Task to carry out => Pull each line containing "tire" out of the data and copy it.

Photo-based referring expression data
========
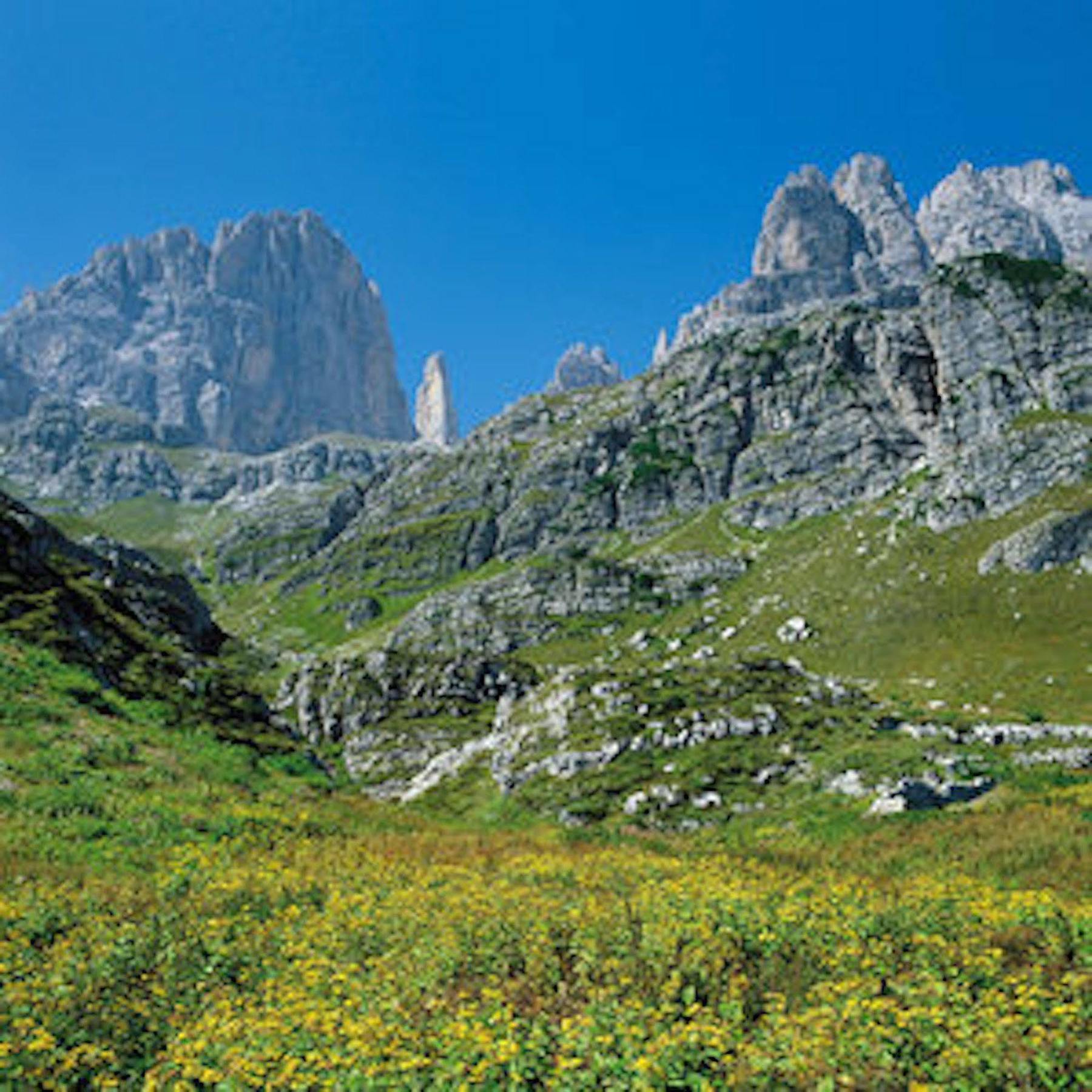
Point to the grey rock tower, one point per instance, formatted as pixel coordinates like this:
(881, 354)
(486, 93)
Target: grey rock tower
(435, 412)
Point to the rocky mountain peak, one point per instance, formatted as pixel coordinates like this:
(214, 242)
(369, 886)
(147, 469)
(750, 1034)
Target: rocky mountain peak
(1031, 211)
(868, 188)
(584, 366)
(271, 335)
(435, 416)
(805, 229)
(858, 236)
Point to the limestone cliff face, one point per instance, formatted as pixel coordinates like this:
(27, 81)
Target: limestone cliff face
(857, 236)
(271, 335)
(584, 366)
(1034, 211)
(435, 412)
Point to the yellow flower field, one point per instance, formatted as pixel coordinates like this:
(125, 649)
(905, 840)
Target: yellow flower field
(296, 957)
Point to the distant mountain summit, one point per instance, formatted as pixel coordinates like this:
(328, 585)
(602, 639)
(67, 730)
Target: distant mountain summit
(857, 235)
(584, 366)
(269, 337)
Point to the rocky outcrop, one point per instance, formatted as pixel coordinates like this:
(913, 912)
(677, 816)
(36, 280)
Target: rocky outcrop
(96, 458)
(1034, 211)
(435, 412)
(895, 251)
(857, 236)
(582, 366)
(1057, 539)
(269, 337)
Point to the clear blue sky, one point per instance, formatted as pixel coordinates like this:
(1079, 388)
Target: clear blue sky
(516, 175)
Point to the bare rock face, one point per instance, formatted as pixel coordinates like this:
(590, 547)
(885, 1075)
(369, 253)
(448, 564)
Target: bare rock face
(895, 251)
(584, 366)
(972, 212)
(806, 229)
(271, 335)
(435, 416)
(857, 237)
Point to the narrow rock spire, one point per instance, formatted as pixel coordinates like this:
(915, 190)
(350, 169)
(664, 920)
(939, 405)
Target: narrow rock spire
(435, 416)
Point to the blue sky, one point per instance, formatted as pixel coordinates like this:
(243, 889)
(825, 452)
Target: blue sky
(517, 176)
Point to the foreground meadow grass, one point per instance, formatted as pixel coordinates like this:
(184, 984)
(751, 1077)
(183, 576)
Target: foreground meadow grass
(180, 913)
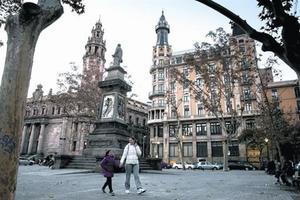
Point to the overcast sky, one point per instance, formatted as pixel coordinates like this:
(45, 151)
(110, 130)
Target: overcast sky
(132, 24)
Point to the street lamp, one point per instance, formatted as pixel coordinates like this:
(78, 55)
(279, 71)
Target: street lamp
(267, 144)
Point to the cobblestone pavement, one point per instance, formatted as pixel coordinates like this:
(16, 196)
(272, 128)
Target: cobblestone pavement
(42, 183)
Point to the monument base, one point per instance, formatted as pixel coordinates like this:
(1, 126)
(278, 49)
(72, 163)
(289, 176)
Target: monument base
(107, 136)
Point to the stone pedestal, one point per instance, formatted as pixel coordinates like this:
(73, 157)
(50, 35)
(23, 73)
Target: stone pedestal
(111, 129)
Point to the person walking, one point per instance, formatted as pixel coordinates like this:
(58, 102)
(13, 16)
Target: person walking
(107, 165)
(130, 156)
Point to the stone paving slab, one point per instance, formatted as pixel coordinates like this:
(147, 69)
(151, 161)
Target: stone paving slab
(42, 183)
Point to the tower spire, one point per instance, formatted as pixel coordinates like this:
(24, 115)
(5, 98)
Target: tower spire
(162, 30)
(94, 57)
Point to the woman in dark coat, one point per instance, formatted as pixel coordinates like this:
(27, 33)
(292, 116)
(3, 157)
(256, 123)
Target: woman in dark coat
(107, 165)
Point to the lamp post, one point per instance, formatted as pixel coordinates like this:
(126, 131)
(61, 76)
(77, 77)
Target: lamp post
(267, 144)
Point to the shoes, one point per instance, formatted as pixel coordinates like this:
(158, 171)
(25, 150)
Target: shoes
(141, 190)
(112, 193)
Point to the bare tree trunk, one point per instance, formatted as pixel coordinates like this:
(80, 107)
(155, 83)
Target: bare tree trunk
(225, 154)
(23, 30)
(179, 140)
========
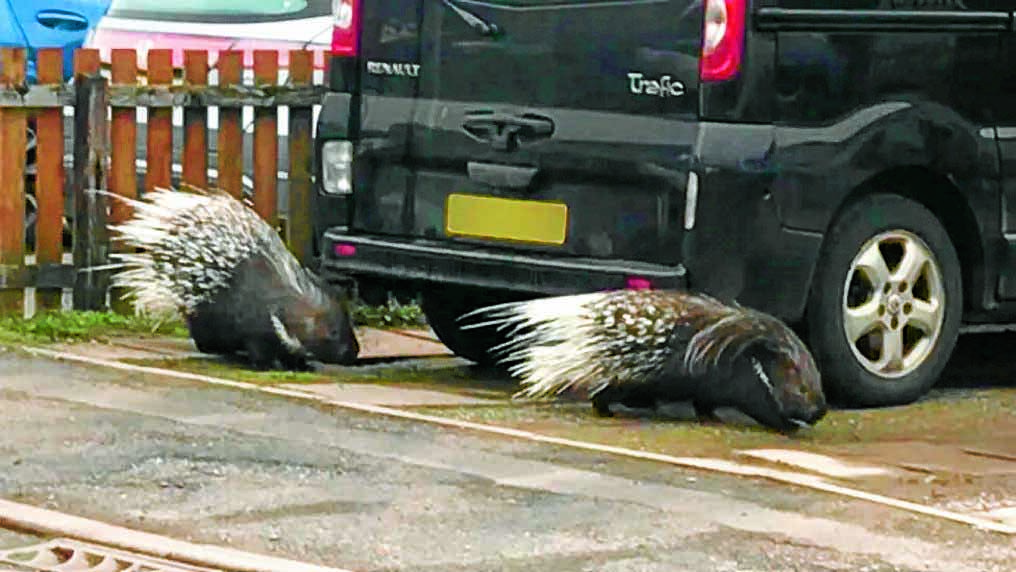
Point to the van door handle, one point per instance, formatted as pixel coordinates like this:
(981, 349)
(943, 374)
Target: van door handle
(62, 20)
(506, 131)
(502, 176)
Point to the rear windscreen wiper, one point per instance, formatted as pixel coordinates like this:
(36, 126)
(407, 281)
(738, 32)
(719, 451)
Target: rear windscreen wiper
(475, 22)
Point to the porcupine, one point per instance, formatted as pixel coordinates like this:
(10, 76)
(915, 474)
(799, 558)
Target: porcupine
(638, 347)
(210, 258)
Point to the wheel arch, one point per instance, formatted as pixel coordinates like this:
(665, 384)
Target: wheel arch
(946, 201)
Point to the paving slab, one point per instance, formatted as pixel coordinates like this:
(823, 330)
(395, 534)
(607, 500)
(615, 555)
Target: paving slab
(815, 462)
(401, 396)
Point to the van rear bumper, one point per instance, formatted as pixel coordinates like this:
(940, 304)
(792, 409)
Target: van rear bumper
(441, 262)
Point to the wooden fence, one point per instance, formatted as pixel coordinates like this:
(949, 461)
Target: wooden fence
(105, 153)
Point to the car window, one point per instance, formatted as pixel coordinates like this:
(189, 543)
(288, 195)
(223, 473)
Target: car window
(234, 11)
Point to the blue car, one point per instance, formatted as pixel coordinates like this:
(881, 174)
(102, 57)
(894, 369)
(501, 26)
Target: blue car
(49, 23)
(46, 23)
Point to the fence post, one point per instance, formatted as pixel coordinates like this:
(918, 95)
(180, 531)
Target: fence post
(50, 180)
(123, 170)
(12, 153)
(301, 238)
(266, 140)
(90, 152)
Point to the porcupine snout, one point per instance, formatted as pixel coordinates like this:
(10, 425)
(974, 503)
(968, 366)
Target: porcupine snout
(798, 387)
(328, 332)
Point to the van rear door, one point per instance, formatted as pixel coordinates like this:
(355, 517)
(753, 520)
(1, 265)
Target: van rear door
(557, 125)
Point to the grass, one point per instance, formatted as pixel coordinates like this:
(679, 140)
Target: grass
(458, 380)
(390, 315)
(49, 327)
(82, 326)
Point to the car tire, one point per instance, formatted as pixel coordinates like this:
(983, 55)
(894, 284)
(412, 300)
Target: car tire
========
Written answer =>
Point to the car tire, one point per instance, formatted as pixel coordinates like this:
Target: car tire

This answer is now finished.